**Given data**
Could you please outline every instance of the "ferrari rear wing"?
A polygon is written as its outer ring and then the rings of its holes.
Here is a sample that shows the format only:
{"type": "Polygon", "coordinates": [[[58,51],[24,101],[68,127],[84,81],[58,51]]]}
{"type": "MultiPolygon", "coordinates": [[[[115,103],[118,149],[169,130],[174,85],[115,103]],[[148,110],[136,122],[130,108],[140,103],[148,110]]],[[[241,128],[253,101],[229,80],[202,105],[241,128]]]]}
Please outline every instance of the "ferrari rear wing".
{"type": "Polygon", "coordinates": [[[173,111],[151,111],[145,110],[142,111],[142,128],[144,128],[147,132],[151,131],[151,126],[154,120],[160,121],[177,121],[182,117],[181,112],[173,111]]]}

**Given exercise**
Update the lines above by changing every "ferrari rear wing" to "rear spoiler", with everything else left as it is.

**The solution**
Could you please outline every instance of the "rear spoiler"?
A polygon is written as its outer ring and then the rings of its holes.
Here is a sample that shows the format only:
{"type": "Polygon", "coordinates": [[[58,51],[24,101],[68,127],[84,81],[58,51]]]}
{"type": "MultiPolygon", "coordinates": [[[[115,103],[118,149],[169,130],[174,85],[115,103]],[[148,110],[136,122],[130,108],[140,103],[148,110]]],[[[241,128],[253,101],[229,80],[202,105],[241,128]]]]}
Please outline every instance of the "rear spoiler".
{"type": "Polygon", "coordinates": [[[173,111],[151,111],[145,110],[142,111],[142,128],[144,128],[147,132],[151,131],[151,126],[154,120],[160,121],[177,121],[182,117],[181,112],[173,111]]]}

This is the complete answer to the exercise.